AIM: Pull out every line of the records that contains the word "glass", and treat uppercase and lowercase letters as different.

┌────────

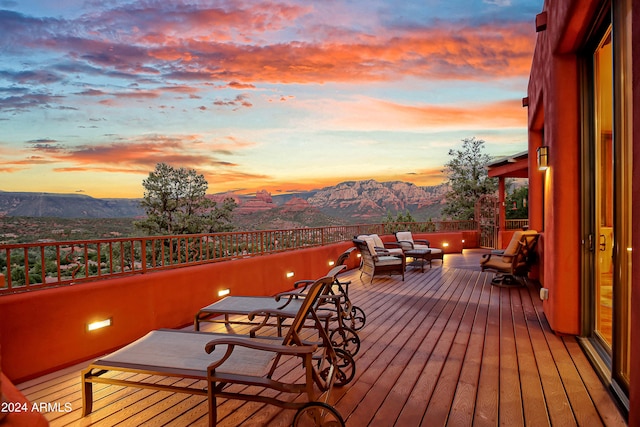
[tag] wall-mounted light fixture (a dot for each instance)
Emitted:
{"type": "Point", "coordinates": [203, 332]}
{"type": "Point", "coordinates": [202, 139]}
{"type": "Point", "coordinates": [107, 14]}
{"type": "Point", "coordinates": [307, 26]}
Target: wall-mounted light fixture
{"type": "Point", "coordinates": [543, 158]}
{"type": "Point", "coordinates": [99, 324]}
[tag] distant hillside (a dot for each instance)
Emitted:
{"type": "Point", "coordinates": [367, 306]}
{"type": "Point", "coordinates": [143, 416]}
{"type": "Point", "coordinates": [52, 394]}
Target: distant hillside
{"type": "Point", "coordinates": [51, 205]}
{"type": "Point", "coordinates": [372, 200]}
{"type": "Point", "coordinates": [347, 202]}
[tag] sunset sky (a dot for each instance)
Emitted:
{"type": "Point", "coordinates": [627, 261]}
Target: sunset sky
{"type": "Point", "coordinates": [278, 95]}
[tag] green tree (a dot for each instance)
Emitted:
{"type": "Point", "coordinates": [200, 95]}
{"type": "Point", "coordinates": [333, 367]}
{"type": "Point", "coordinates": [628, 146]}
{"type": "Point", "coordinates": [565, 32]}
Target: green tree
{"type": "Point", "coordinates": [175, 203]}
{"type": "Point", "coordinates": [467, 179]}
{"type": "Point", "coordinates": [516, 203]}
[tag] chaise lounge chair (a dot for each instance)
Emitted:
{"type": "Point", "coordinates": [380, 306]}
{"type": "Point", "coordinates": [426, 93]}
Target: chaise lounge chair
{"type": "Point", "coordinates": [329, 307]}
{"type": "Point", "coordinates": [218, 360]}
{"type": "Point", "coordinates": [375, 261]}
{"type": "Point", "coordinates": [515, 261]}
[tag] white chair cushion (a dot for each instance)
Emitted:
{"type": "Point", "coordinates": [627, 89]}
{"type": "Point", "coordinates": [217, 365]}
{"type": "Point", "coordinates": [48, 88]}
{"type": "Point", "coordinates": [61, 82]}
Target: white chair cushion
{"type": "Point", "coordinates": [388, 260]}
{"type": "Point", "coordinates": [404, 235]}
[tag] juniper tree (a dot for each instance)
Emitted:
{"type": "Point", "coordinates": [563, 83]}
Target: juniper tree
{"type": "Point", "coordinates": [175, 203]}
{"type": "Point", "coordinates": [467, 179]}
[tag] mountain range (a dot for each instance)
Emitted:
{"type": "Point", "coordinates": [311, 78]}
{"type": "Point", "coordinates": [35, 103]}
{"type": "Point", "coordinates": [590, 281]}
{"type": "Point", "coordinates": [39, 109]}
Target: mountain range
{"type": "Point", "coordinates": [352, 201]}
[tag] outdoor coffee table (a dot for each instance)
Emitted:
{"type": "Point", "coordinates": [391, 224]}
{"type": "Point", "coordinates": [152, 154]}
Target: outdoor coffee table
{"type": "Point", "coordinates": [419, 256]}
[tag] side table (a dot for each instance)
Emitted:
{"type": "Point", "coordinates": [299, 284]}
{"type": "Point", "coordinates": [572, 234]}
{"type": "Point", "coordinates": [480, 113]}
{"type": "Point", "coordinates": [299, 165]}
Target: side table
{"type": "Point", "coordinates": [419, 256]}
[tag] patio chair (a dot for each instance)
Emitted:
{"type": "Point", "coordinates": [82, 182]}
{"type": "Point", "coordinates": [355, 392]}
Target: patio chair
{"type": "Point", "coordinates": [384, 247]}
{"type": "Point", "coordinates": [219, 360]}
{"type": "Point", "coordinates": [346, 311]}
{"type": "Point", "coordinates": [329, 308]}
{"type": "Point", "coordinates": [375, 261]}
{"type": "Point", "coordinates": [407, 243]}
{"type": "Point", "coordinates": [515, 262]}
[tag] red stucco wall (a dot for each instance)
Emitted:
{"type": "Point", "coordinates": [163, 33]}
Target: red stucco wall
{"type": "Point", "coordinates": [555, 195]}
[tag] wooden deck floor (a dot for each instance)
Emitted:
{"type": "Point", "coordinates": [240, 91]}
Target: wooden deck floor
{"type": "Point", "coordinates": [444, 347]}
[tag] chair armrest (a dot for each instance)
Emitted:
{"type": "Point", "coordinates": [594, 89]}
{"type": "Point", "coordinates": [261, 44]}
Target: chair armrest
{"type": "Point", "coordinates": [405, 244]}
{"type": "Point", "coordinates": [392, 245]}
{"type": "Point", "coordinates": [303, 283]}
{"type": "Point", "coordinates": [382, 251]}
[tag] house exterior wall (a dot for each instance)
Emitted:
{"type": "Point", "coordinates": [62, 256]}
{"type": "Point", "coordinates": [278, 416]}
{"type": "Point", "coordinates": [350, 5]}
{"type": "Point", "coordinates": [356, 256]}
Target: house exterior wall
{"type": "Point", "coordinates": [555, 196]}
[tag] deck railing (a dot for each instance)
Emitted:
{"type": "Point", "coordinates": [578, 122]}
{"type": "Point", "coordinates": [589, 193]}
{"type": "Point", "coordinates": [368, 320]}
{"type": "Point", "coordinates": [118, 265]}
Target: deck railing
{"type": "Point", "coordinates": [32, 266]}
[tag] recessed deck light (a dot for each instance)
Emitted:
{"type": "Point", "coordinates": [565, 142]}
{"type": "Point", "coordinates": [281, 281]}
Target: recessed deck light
{"type": "Point", "coordinates": [99, 324]}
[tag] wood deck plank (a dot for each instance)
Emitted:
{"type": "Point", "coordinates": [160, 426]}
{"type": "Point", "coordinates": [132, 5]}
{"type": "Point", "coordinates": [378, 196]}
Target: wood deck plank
{"type": "Point", "coordinates": [442, 347]}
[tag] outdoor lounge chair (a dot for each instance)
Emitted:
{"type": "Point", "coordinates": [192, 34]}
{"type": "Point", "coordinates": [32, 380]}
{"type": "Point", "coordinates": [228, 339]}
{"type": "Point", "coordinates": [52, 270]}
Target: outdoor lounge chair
{"type": "Point", "coordinates": [329, 307]}
{"type": "Point", "coordinates": [408, 243]}
{"type": "Point", "coordinates": [392, 248]}
{"type": "Point", "coordinates": [515, 261]}
{"type": "Point", "coordinates": [218, 360]}
{"type": "Point", "coordinates": [375, 261]}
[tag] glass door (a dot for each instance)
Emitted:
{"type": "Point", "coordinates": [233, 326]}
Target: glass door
{"type": "Point", "coordinates": [603, 194]}
{"type": "Point", "coordinates": [607, 177]}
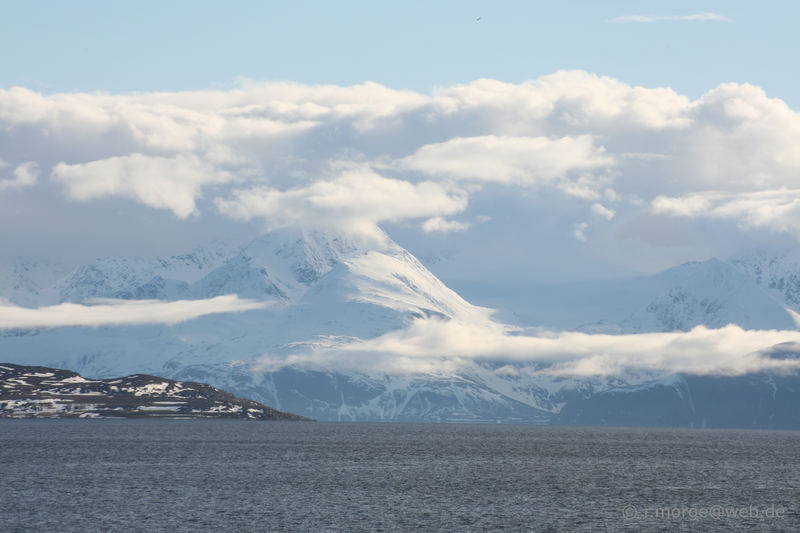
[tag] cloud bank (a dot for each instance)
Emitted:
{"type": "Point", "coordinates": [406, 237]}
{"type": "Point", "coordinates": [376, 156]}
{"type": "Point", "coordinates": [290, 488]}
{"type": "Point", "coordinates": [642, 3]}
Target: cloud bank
{"type": "Point", "coordinates": [368, 154]}
{"type": "Point", "coordinates": [445, 347]}
{"type": "Point", "coordinates": [110, 312]}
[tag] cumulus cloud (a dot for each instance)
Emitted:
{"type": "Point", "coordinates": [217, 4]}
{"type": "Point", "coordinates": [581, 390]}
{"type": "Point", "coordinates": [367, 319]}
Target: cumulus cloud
{"type": "Point", "coordinates": [357, 198]}
{"type": "Point", "coordinates": [168, 183]}
{"type": "Point", "coordinates": [525, 161]}
{"type": "Point", "coordinates": [602, 211]}
{"type": "Point", "coordinates": [695, 17]}
{"type": "Point", "coordinates": [579, 231]}
{"type": "Point", "coordinates": [437, 346]}
{"type": "Point", "coordinates": [107, 312]}
{"type": "Point", "coordinates": [774, 209]}
{"type": "Point", "coordinates": [266, 150]}
{"type": "Point", "coordinates": [25, 175]}
{"type": "Point", "coordinates": [441, 225]}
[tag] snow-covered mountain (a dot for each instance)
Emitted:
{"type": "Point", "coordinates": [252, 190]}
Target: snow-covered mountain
{"type": "Point", "coordinates": [711, 293]}
{"type": "Point", "coordinates": [328, 289]}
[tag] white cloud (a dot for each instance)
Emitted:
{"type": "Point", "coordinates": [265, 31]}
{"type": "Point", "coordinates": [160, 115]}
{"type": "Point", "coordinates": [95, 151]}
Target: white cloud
{"type": "Point", "coordinates": [439, 224]}
{"type": "Point", "coordinates": [525, 161]}
{"type": "Point", "coordinates": [436, 346]}
{"type": "Point", "coordinates": [107, 312]}
{"type": "Point", "coordinates": [578, 231]}
{"type": "Point", "coordinates": [774, 209]}
{"type": "Point", "coordinates": [259, 148]}
{"type": "Point", "coordinates": [603, 211]}
{"type": "Point", "coordinates": [166, 183]}
{"type": "Point", "coordinates": [25, 175]}
{"type": "Point", "coordinates": [356, 197]}
{"type": "Point", "coordinates": [696, 17]}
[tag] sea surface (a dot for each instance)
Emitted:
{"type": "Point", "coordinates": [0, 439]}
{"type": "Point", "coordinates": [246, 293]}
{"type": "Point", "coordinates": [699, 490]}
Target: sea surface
{"type": "Point", "coordinates": [159, 475]}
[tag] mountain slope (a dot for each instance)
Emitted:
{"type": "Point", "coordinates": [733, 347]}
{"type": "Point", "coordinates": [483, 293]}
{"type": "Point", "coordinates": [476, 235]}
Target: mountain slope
{"type": "Point", "coordinates": [41, 392]}
{"type": "Point", "coordinates": [330, 291]}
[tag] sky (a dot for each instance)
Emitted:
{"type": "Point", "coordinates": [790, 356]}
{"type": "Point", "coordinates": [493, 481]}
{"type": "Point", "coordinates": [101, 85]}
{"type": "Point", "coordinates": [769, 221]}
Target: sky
{"type": "Point", "coordinates": [530, 141]}
{"type": "Point", "coordinates": [501, 142]}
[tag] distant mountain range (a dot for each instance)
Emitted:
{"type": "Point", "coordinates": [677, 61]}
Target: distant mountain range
{"type": "Point", "coordinates": [327, 288]}
{"type": "Point", "coordinates": [41, 392]}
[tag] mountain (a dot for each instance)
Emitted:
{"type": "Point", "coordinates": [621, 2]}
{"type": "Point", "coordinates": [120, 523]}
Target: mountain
{"type": "Point", "coordinates": [778, 272]}
{"type": "Point", "coordinates": [329, 291]}
{"type": "Point", "coordinates": [41, 392]}
{"type": "Point", "coordinates": [712, 293]}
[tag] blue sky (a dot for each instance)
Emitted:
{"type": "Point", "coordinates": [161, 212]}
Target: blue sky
{"type": "Point", "coordinates": [178, 45]}
{"type": "Point", "coordinates": [557, 161]}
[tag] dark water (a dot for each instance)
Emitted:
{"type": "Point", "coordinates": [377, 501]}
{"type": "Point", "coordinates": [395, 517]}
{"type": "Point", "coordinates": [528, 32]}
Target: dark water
{"type": "Point", "coordinates": [129, 475]}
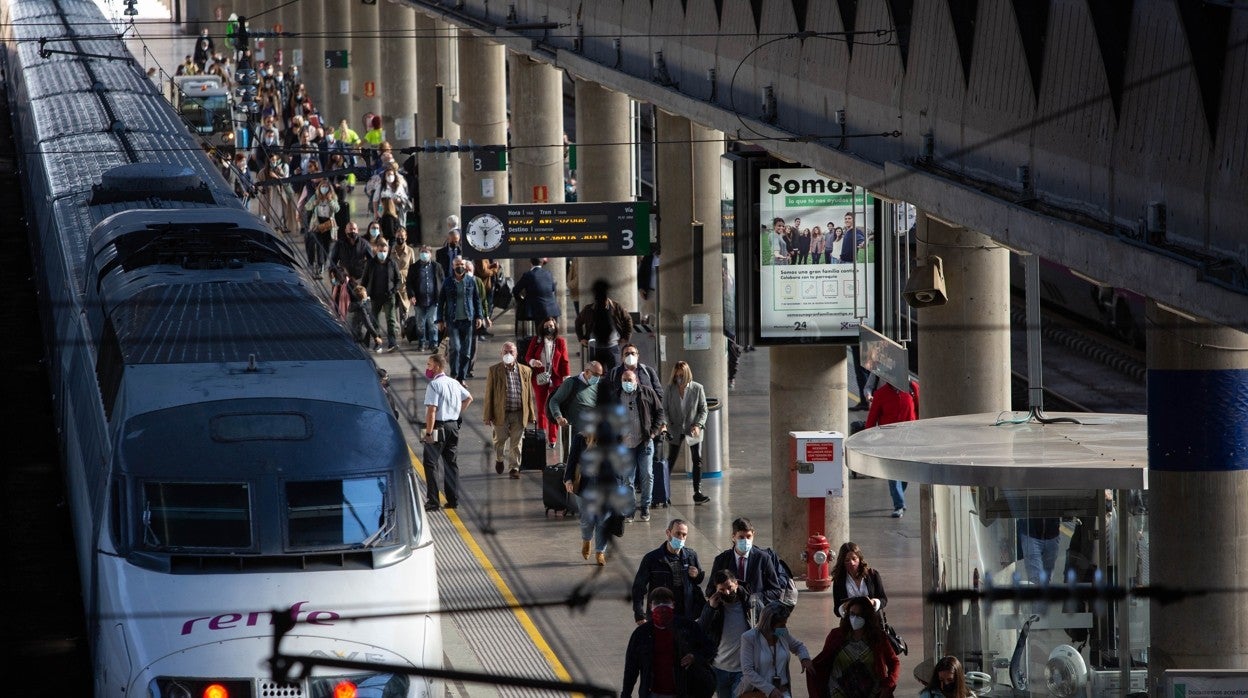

└────────

COMPLETE ANSWER:
[tag] glass door (a dot for each instance)
Target: glass door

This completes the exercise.